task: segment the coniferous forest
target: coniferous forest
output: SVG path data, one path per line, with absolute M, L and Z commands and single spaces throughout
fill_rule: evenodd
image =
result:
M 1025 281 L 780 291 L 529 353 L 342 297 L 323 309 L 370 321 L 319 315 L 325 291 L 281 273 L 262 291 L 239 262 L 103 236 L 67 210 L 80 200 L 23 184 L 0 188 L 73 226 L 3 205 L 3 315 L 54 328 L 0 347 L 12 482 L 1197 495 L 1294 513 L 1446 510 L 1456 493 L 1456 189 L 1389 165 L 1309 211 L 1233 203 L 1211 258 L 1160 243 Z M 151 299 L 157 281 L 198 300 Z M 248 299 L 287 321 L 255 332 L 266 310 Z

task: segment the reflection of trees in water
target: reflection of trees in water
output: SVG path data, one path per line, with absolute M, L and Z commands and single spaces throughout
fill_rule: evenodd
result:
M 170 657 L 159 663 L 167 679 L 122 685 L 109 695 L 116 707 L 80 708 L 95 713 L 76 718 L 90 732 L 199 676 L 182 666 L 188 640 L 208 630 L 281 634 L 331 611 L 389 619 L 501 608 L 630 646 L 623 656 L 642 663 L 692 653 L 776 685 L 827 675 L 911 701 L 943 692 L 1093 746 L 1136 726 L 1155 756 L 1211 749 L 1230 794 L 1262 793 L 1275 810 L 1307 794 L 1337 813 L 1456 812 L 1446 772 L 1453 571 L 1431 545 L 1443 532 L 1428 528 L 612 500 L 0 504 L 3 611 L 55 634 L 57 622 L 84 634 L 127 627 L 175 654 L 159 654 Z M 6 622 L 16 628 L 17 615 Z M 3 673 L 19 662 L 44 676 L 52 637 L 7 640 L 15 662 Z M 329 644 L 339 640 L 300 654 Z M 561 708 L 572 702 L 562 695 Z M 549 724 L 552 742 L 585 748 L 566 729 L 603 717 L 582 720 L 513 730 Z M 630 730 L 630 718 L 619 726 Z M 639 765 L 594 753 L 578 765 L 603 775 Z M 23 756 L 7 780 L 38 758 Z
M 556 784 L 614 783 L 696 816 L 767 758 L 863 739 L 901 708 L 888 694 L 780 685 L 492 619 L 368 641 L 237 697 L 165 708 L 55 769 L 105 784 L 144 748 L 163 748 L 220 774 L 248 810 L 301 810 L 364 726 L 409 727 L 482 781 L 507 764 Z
────────────────────
● Goal:
Copy the records again, requests included, beginning at the line that has "task: segment the reflection" and stopping after the last line of the records. Shift every coordinate in the answers by adding 13 to it.

● Problem solution:
task: segment the reflection of trees in water
target: reflection of trees in water
output: SVG path data, one path per line, with absolute M, L and Z commands and single spaces throughout
fill_rule: evenodd
result:
M 183 670 L 172 676 L 180 692 L 135 698 L 122 708 L 129 720 L 93 721 L 108 726 L 89 731 L 103 745 L 212 689 L 195 679 L 201 653 L 221 643 L 294 647 L 344 624 L 402 632 L 514 621 L 643 659 L 636 669 L 655 676 L 705 666 L 789 698 L 840 688 L 924 714 L 956 705 L 1106 759 L 1149 739 L 1168 769 L 1224 762 L 1243 807 L 1275 806 L 1288 823 L 1320 807 L 1350 826 L 1469 825 L 1459 785 L 1466 584 L 1444 558 L 1456 545 L 1441 541 L 625 513 L 13 517 L 16 624 L 68 647 L 70 635 L 97 647 L 140 640 L 188 667 L 172 667 Z M 19 635 L 29 641 L 30 628 Z M 16 686 L 32 675 L 57 689 L 65 650 L 20 653 L 28 675 Z M 342 657 L 352 653 L 313 667 Z M 574 721 L 585 715 L 575 708 Z M 562 737 L 565 755 L 598 761 L 579 742 L 616 730 L 595 733 L 526 743 Z M 643 743 L 643 731 L 632 739 Z M 652 778 L 607 766 L 591 778 L 616 788 Z M 36 769 L 20 793 L 51 771 Z
M 569 797 L 627 796 L 709 829 L 780 771 L 876 752 L 914 721 L 901 707 L 793 698 L 505 632 L 381 654 L 250 710 L 178 721 L 68 782 L 118 797 L 157 761 L 176 761 L 233 787 L 261 823 L 314 823 L 377 739 L 422 740 L 495 794 L 520 777 Z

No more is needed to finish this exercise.